放課後の教室で、プレイヤーは机の上にケンタくんが自作した『ノートRPG~ライトの伝説~』を遊ぶことになります。ファミ通の記事には、架空の小学生クリエイター、中村ケンタくんのインタビューが載っています。そのインタビューによると、ケンタくんは小学4年生から作り始めて小学5年生になるまで、1年以上の期間をかけて完成させたそうです。10歳の小学生が1年かけて完成させた力作です。たしかに凄い。ノートに描かれたイラスト、ダンボールや石、電子工作と、手に入るものを駆使して作られたギミックの数々。小学生の情熱恐るべしのレベルです。だがしかし、このゲームの本当の凄さは、その先にあるものまで可視化していることです。言うても10歳児が作った手作りのRPGです。めちゃくちゃよくできてるけど、紙の上の絵空事。しかし描いてる当人の頭の中には、まるで自分がゲームの中にいるような感覚で描いているはず。作っているはずです。このゲームは、その想像力の部分まで完全に再現してあるのです。それも圧倒される密度で描かれています。プレイヤーはケンタくんが作り上げたライトの伝説の世界にダイブさせられるのです。加えて、ギミックから溢れるゲーム愛やマンガ愛。ほんとに芸が細かい。かつて自分が子供だった頃そうだったように、色んなゲームで遊び、アニメやマンガの世界を直球で受け止め、感動し、脳内で妄想した世界が広がります。さらに、そこに加わるアナログな文房具や小道具の数々が妄想にリアルを乗せて凄みを増してきます。構想15年制作期間9年は伊達じゃない。こういう世界が好きな者ほど、この情熱に打ちひしがれることでしょう。

作り込みの熱量が凄まじいゲームなのですが、僕はこのゲーム最大の魅力は、ゲームマスターとしてのケンタくんの素晴らしさ、天才クリエイター中村ケンタくんから溢れ出る情熱と眩しさにあると思います。ゲームマスターとして、ケンタくんはプレイヤーを楽しませようと全力を注ぎます。その姿は、ゲームの進行とともに右上のウィンドウに表示されるのですが、ここにこのゲームの魅力が詰まっていると僕は考えます。すべての登場人物を、お面まで作って演じ分けるケンタくん。最初は次々と繰り広げられるデジタル技術を駆使して再現されたアナログ感溢れるギミックや、細かすぎる作り込みの数々に目を奪われがちですが、最後はケンタくんのマスターとしての熱演ぶりに夢中でした。ちょっとしたアクシデントもものともせず、それを好機として演出を書き換え、全力で進行していく。そんなケンタくんと共に、1週目は僕も小学生になった気分で存分に楽しみました。
■ ■ ■ ■ ■
**課題:**
上の抜粋の「作り込みの熱量が凄まじいゲー」から「た気分で存分に楽しみました。」までを、一字も変えずに書き写してもらえますか。

**データ内容:**
■ ■ ■ ■ ■
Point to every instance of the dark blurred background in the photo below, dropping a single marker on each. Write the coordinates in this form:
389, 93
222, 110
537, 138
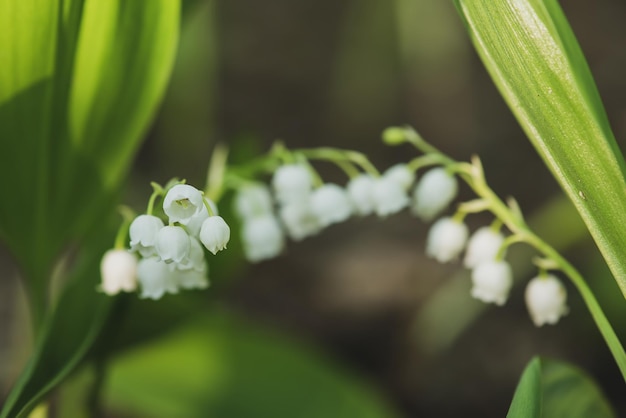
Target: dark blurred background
362, 294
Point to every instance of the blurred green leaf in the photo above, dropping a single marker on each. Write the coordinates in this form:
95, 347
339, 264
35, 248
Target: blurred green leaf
67, 335
79, 83
222, 366
555, 389
534, 59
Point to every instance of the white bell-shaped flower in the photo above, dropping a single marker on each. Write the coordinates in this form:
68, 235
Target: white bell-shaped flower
492, 281
182, 202
360, 189
195, 260
330, 204
215, 234
143, 231
192, 279
299, 219
262, 238
482, 246
388, 196
433, 193
172, 244
156, 278
546, 299
196, 221
118, 269
446, 239
253, 200
291, 183
401, 174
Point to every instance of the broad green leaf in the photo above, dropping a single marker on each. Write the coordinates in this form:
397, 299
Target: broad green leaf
220, 365
535, 61
79, 83
554, 389
68, 334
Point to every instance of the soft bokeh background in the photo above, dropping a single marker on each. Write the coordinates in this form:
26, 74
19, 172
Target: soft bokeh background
357, 315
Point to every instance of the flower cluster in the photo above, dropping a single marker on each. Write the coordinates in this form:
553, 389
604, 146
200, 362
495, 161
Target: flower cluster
172, 256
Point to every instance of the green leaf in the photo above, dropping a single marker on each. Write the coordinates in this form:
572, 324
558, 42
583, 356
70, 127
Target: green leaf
220, 365
79, 83
68, 334
554, 389
535, 61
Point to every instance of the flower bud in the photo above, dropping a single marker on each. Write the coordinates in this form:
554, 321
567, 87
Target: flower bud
483, 246
433, 193
215, 234
446, 239
156, 278
492, 281
172, 244
143, 231
394, 136
330, 204
119, 272
546, 299
292, 182
360, 189
182, 202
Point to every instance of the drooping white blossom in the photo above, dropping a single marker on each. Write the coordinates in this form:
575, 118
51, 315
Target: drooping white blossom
143, 231
446, 239
433, 193
172, 244
482, 246
253, 200
262, 238
330, 204
193, 278
492, 281
292, 183
215, 234
360, 190
182, 202
401, 174
156, 278
299, 219
546, 299
118, 270
195, 260
388, 197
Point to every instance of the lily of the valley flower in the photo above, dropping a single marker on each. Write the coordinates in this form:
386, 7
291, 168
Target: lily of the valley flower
483, 246
359, 191
143, 231
546, 299
182, 202
214, 234
433, 193
156, 278
446, 239
118, 269
172, 244
292, 182
330, 204
492, 282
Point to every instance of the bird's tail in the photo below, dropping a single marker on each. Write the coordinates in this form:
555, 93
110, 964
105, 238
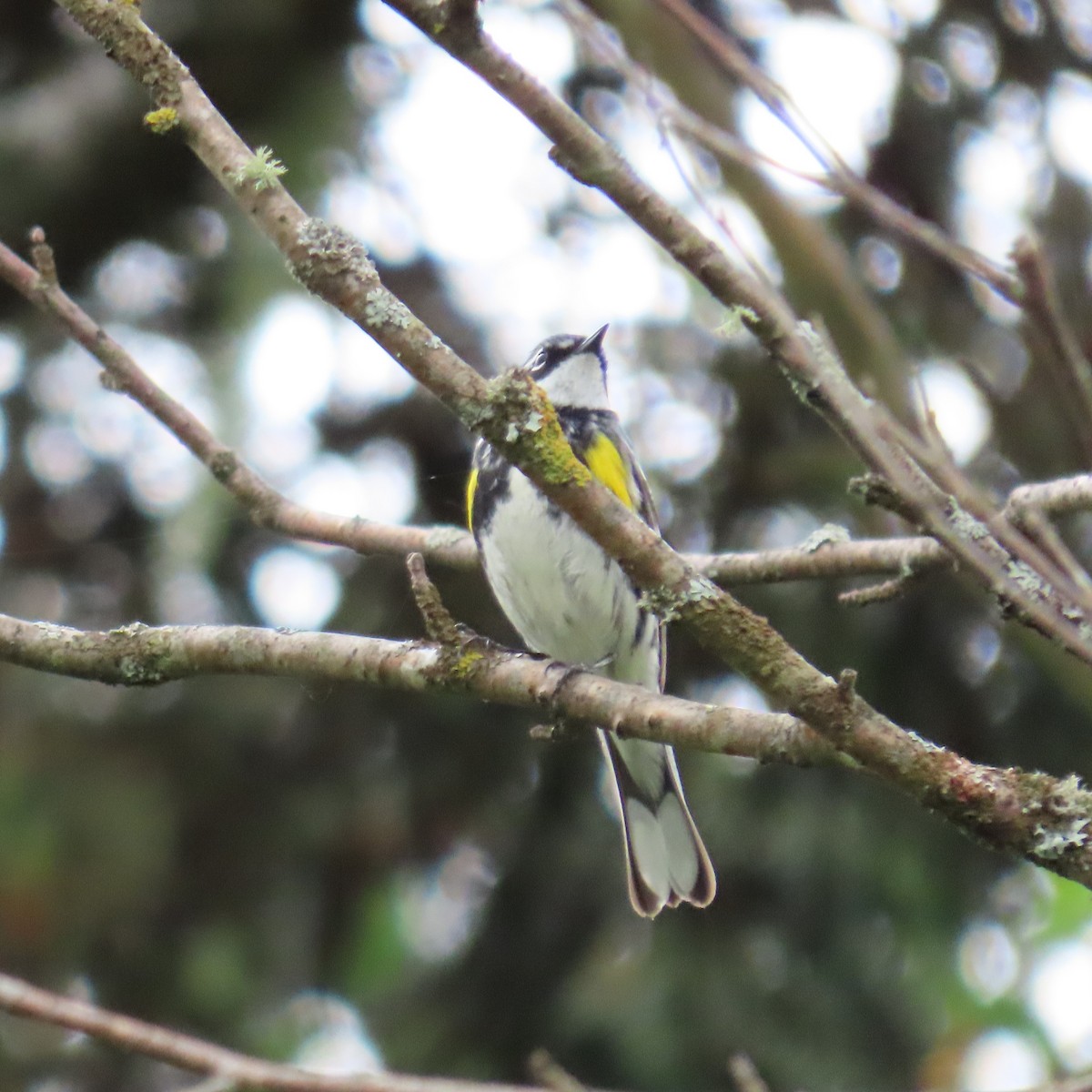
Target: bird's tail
666, 862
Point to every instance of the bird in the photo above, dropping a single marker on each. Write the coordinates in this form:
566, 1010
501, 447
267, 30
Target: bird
571, 601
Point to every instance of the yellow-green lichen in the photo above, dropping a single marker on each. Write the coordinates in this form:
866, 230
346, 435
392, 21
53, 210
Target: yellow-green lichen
261, 170
697, 596
465, 664
383, 308
520, 419
162, 120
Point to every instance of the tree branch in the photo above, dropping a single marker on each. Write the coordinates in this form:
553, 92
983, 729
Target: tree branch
146, 655
1004, 807
154, 1041
1030, 814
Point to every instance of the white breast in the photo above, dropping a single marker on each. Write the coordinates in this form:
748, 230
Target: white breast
563, 595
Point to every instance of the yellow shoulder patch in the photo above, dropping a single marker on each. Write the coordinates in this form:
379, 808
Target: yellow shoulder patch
605, 462
470, 487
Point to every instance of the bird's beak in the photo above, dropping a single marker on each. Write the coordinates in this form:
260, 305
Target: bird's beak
594, 344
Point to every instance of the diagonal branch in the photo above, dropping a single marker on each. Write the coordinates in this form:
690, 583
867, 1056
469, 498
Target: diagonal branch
518, 420
1032, 814
150, 655
448, 545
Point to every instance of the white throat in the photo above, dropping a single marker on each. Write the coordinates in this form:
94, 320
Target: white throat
578, 381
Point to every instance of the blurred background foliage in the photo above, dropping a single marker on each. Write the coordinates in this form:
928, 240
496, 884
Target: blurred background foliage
352, 878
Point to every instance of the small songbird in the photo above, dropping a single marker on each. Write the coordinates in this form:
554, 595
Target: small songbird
569, 601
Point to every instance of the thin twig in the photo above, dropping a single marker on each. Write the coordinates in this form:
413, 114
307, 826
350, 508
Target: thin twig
745, 1075
547, 1073
147, 655
187, 1052
453, 546
1003, 807
440, 625
1066, 363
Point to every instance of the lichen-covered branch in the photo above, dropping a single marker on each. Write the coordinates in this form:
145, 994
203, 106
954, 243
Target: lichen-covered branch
147, 655
1032, 814
517, 419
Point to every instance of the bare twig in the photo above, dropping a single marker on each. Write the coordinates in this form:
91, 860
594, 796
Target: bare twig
440, 625
1026, 814
839, 178
996, 805
1066, 363
745, 1075
187, 1052
547, 1073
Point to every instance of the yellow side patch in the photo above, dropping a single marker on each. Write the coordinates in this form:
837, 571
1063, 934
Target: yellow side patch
605, 462
470, 487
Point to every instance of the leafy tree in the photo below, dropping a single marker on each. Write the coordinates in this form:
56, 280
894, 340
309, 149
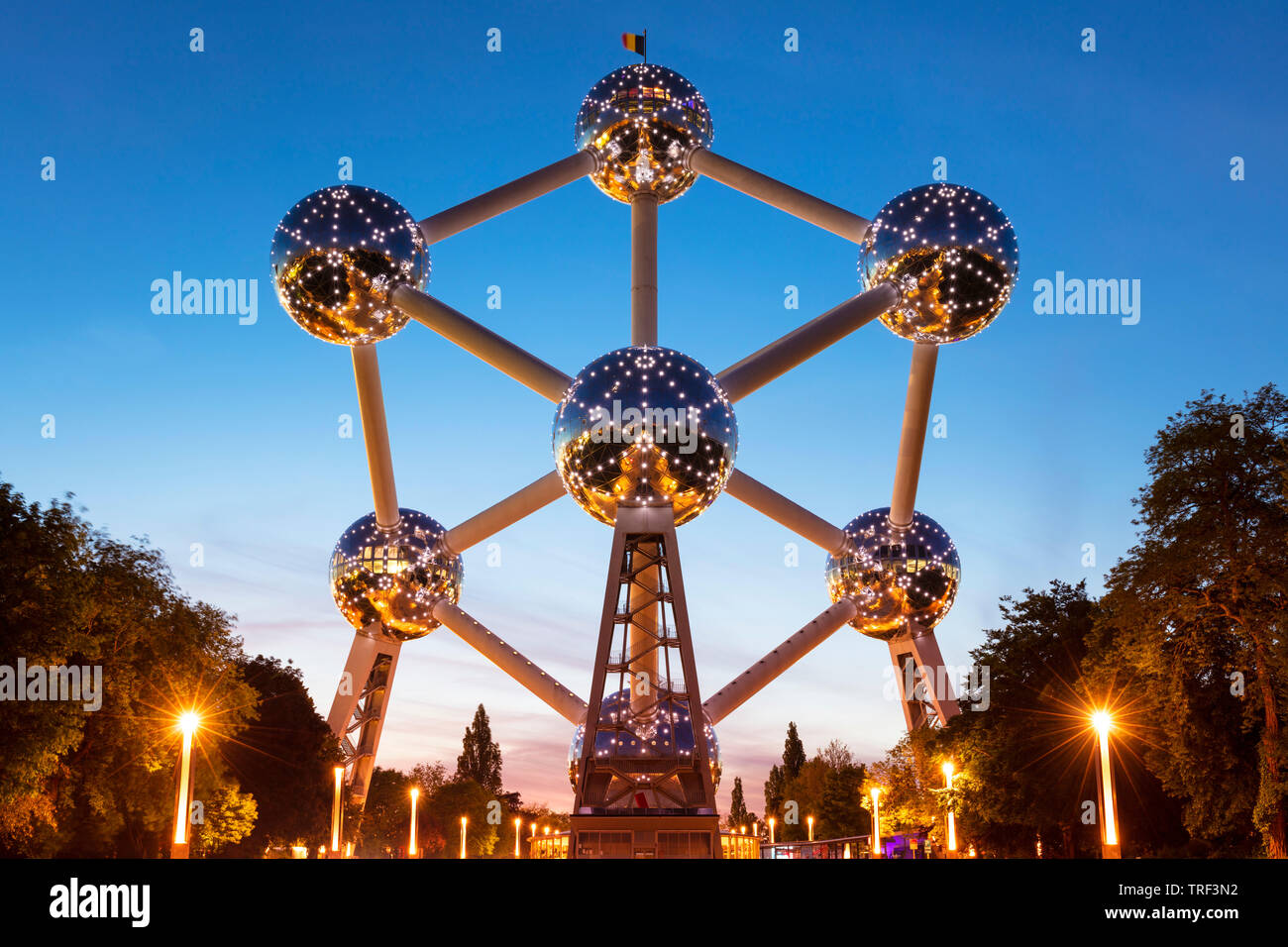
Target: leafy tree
230, 817
481, 755
794, 753
99, 783
1198, 608
284, 759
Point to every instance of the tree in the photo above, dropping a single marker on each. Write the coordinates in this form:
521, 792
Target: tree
228, 817
794, 753
1198, 609
481, 757
284, 759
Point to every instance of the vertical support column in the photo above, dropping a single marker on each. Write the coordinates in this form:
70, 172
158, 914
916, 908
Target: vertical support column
644, 268
375, 433
643, 635
912, 437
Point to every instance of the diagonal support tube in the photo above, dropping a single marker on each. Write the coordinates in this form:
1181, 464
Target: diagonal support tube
507, 196
786, 513
764, 672
500, 354
509, 512
780, 195
912, 437
563, 701
778, 357
375, 434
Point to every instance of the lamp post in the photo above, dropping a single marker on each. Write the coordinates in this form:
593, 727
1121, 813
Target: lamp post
952, 819
336, 813
1109, 845
188, 723
411, 845
876, 821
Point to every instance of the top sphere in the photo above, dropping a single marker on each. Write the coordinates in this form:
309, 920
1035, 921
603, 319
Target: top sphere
336, 256
648, 424
953, 256
642, 120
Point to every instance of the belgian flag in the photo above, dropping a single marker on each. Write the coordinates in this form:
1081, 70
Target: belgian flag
635, 43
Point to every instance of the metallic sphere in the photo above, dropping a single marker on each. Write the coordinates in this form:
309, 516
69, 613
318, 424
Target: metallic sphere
953, 256
648, 424
903, 581
642, 120
394, 577
665, 731
338, 254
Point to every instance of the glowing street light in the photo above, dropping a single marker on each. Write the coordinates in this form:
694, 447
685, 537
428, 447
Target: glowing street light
1109, 848
876, 821
952, 821
188, 724
336, 810
411, 845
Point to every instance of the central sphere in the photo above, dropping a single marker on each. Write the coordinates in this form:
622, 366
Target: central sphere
394, 577
902, 581
664, 731
642, 120
338, 254
645, 424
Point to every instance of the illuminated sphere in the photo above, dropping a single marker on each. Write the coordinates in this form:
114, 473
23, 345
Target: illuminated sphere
903, 581
648, 424
642, 121
665, 732
952, 254
394, 577
338, 254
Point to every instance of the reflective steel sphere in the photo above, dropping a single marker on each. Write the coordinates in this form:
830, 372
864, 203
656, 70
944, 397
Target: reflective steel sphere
666, 731
649, 424
338, 254
952, 254
902, 579
394, 577
642, 120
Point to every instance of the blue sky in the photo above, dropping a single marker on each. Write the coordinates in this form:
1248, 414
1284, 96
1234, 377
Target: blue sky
1113, 163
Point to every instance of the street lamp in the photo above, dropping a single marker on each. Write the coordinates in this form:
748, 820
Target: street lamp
336, 812
1109, 848
411, 845
952, 821
188, 723
876, 821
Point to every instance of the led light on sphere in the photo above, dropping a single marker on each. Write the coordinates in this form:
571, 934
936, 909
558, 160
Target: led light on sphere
338, 254
664, 731
644, 424
901, 579
642, 120
953, 256
394, 577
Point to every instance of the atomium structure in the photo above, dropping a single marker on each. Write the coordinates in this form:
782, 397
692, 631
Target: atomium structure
644, 440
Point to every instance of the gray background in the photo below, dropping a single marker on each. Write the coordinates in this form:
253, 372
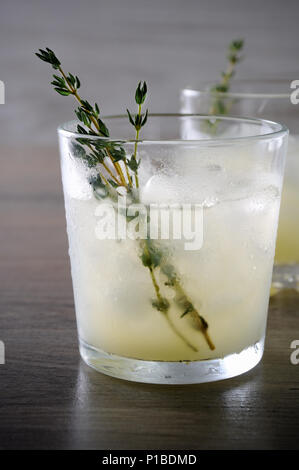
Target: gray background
112, 44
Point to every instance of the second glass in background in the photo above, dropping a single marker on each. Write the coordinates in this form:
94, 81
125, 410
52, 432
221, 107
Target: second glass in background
269, 99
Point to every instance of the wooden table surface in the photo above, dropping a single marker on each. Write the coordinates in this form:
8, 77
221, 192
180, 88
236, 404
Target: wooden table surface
50, 399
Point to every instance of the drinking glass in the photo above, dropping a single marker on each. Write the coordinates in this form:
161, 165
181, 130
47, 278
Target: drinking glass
172, 268
269, 99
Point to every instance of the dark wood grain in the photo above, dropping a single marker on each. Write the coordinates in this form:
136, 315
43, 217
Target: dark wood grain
50, 400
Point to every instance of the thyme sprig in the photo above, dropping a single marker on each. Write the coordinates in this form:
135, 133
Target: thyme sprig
109, 158
234, 56
137, 121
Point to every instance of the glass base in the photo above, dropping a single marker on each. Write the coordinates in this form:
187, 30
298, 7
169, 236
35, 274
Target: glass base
285, 276
160, 372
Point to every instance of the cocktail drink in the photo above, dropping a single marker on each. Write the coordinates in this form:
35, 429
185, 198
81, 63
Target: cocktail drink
269, 99
171, 281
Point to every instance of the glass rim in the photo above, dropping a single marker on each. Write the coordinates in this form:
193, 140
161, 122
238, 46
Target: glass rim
278, 129
192, 91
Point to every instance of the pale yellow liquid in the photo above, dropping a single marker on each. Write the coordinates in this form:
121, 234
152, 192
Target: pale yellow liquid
287, 246
228, 280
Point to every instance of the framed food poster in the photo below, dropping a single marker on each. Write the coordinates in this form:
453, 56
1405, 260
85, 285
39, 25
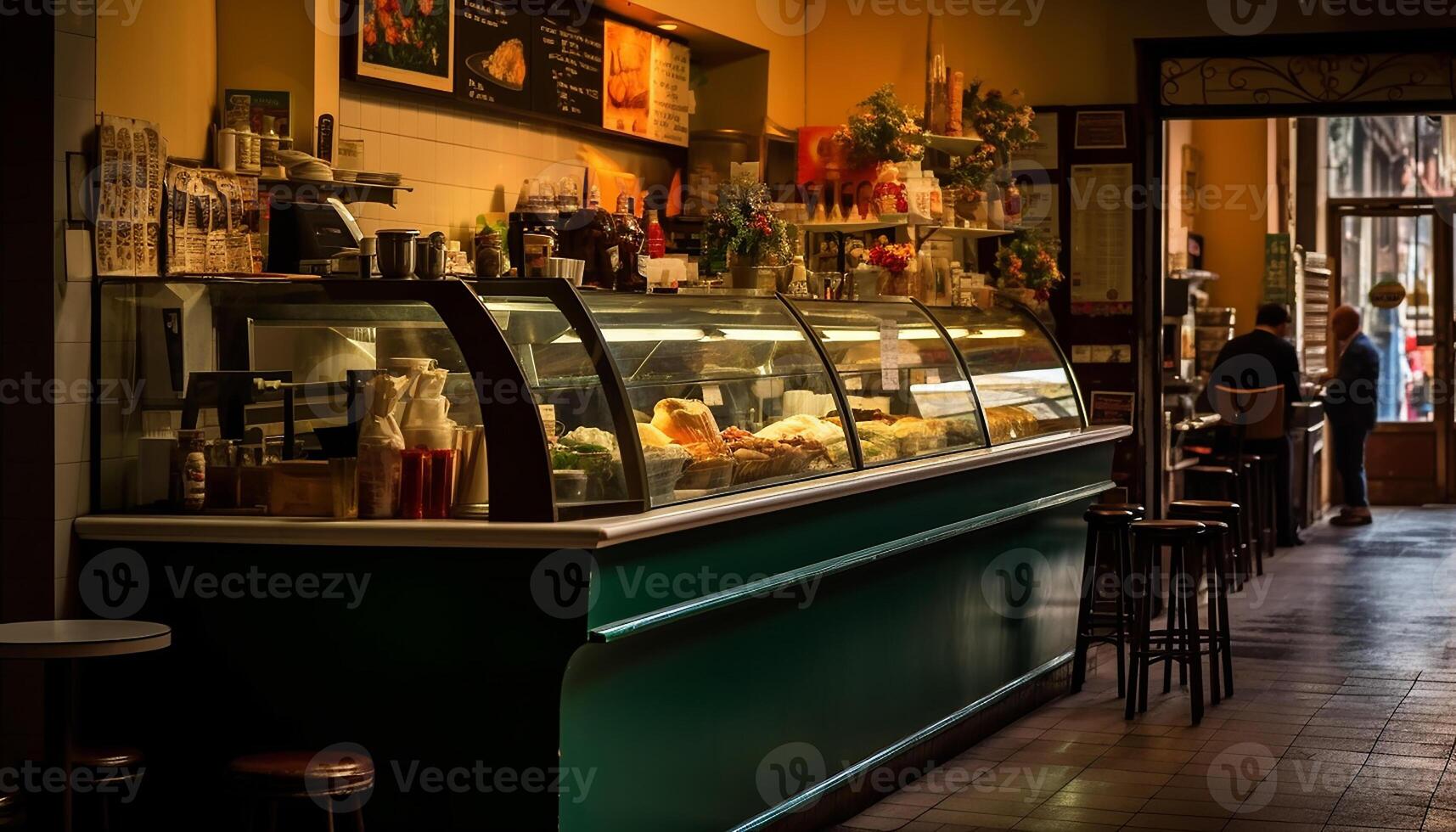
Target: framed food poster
408, 42
628, 76
494, 54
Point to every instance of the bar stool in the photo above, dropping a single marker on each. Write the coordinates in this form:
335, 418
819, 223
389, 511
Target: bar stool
275, 779
1226, 512
1181, 642
111, 768
1223, 482
1222, 520
1108, 551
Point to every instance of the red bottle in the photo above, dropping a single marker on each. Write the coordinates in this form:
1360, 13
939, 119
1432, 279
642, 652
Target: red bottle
655, 239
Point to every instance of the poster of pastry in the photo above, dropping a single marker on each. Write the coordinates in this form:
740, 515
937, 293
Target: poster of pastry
128, 211
408, 41
211, 222
628, 77
494, 53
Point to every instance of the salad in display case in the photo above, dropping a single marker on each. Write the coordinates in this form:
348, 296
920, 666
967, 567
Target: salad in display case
562, 402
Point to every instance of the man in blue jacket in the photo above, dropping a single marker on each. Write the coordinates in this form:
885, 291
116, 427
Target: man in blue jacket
1350, 401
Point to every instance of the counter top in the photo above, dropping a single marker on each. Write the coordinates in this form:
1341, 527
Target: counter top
568, 535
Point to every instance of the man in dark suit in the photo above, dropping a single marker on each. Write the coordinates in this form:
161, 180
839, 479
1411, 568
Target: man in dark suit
1262, 359
1350, 402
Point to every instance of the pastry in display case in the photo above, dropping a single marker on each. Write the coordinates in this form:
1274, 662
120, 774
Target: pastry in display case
536, 401
1020, 374
731, 380
906, 386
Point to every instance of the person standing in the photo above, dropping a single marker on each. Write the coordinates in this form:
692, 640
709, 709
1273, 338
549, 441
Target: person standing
1264, 357
1350, 404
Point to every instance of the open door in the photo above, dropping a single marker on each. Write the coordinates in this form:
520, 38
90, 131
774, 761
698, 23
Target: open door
1394, 264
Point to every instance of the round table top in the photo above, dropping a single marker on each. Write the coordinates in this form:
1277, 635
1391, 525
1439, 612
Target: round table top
81, 638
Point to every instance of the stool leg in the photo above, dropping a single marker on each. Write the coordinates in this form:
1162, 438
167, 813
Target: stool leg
1191, 638
1225, 624
1079, 659
1209, 565
1120, 544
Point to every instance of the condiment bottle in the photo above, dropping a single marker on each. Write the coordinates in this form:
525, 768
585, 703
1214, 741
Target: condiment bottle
655, 239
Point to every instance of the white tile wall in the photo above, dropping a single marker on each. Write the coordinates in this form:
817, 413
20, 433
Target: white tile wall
460, 162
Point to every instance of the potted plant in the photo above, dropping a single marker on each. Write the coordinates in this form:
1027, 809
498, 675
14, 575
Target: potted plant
894, 260
1026, 268
884, 132
745, 233
1005, 124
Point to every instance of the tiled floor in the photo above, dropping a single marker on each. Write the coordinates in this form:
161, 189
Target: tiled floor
1344, 714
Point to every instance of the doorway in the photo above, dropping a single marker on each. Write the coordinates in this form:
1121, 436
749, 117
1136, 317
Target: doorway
1392, 261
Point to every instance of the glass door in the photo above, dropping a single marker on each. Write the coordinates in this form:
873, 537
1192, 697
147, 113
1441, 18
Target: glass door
1394, 264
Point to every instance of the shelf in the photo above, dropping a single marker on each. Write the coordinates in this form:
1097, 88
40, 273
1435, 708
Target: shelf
■ ■ ■ ■ ■
**回答:**
作り込みの熱量が凄まじいゲームなのですが、僕はこのゲーム最大の魅力は、ゲームマスターとしてのケンタくんの素晴らしさ、天才クリエイター中村ケンタくんから溢れ出る情熱と眩しさにあると思います。ゲームマスターとして、ケンタくんはプレイヤーを楽しませようと全力を注ぎます。その姿は、ゲームの進行とともに右上のウィンドウに表示されるのですが、ここにこのゲームの魅力が詰まっていると僕は考えます。すべての登場人物を、お面まで作って演じ分けるケンタくん。最初は次々と繰り広げられるデジタル技術を駆使して再現されたアナログ感溢れるギミックや、細かすぎる作り込みの数々に目を奪われがちですが、最後はケンタくんのマスターとしての熱演ぶりに夢中でした。ちょっとしたアクシデントもものともせず、それを好機として演出を書き換え、全力で進行していく。そんなケンタくんと共に、1週目は僕も小学生になった気分で存分に楽しみました。